:: RECORDS FOR PROCESSING ::
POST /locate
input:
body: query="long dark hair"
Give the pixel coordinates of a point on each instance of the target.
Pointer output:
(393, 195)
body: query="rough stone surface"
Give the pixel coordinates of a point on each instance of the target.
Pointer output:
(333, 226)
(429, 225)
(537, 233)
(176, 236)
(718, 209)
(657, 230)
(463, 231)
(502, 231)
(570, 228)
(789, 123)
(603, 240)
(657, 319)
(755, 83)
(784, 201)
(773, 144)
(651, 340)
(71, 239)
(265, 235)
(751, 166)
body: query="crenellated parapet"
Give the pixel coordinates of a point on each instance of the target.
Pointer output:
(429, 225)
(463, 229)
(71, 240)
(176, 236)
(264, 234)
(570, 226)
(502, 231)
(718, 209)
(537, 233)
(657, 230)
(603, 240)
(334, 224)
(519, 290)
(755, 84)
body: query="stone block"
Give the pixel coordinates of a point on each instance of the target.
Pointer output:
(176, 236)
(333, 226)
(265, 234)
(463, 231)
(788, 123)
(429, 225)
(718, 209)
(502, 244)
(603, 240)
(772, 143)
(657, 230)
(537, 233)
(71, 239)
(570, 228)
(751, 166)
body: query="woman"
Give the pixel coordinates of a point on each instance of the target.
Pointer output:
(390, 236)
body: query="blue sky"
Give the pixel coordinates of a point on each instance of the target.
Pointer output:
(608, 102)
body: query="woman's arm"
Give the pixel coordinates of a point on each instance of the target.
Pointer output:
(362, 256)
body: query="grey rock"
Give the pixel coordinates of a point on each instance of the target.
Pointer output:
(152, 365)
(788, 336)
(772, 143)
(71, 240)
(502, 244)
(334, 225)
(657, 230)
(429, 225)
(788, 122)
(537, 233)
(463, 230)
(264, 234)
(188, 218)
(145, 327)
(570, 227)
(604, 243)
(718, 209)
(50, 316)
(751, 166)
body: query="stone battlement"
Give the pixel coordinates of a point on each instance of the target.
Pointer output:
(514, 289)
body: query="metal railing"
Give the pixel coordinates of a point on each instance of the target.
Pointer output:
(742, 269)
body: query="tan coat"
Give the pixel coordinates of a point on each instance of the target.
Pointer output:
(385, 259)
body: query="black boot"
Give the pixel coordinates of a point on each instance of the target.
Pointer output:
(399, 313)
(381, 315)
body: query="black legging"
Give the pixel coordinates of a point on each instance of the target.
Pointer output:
:::
STATED TASK — Extract the data in full. Keep it word for word.

TASK SOLUTION —
POST /locate
input:
body: query="long dark hair"
Give the pixel coordinates of a point on each instance of the target.
Pointer output:
(393, 195)
body: query="rough stone surface"
Give the pixel coordinates of a point on each instance of the target.
Pointer output:
(333, 226)
(429, 225)
(537, 233)
(176, 236)
(718, 209)
(657, 230)
(463, 231)
(502, 231)
(570, 228)
(789, 123)
(603, 240)
(657, 319)
(755, 83)
(784, 201)
(773, 144)
(651, 340)
(71, 239)
(265, 235)
(751, 166)
body: query="crenellated parapet"
Give the pixel coordinates of a point on each instance of the target.
Pointer output:
(429, 225)
(463, 229)
(71, 240)
(176, 236)
(264, 234)
(570, 226)
(502, 231)
(718, 209)
(537, 233)
(657, 230)
(603, 240)
(334, 224)
(519, 290)
(755, 84)
body: query="stone block"
Give the pixel coordinates of a point on each instance of the target.
Pointer output:
(176, 236)
(333, 226)
(265, 234)
(463, 231)
(788, 123)
(429, 225)
(718, 209)
(502, 244)
(603, 240)
(772, 143)
(657, 230)
(537, 233)
(71, 239)
(570, 228)
(751, 166)
body: query="woman"
Give the pixel coordinates of a point on each instance of the target.
Pointer output:
(390, 236)
body: query="blue sky"
Give the pixel coordinates of a point on each instance of the target.
Pointer output:
(608, 102)
body: query="woman's arm"
Give the pixel coordinates of a point on each instance of the target.
Pointer output:
(362, 256)
body: query="grey rock"
Give the pixel coordinates of a point on each instance of the target.
Pointer output:
(152, 365)
(788, 336)
(772, 143)
(71, 240)
(502, 244)
(334, 225)
(657, 230)
(429, 225)
(788, 122)
(537, 233)
(463, 230)
(264, 234)
(188, 218)
(145, 327)
(570, 227)
(604, 243)
(718, 209)
(50, 316)
(751, 166)
body: query="stone battlement"
Give the pixel coordinates of a point on each instance of the target.
Pointer output:
(514, 289)
body: query="metal railing"
Give the pixel coordinates of a point on each instance of the target.
Pointer output:
(742, 269)
body: query="tan coat"
Give the pixel coordinates of a point on each instance of the target.
Pointer output:
(385, 259)
body: query="black boot"
Give the pixel coordinates of a point on each instance of the target.
Pointer output:
(399, 313)
(381, 315)
body: query="black legging"
Give the pixel coordinates of a point on each instance of the target.
Pointer output:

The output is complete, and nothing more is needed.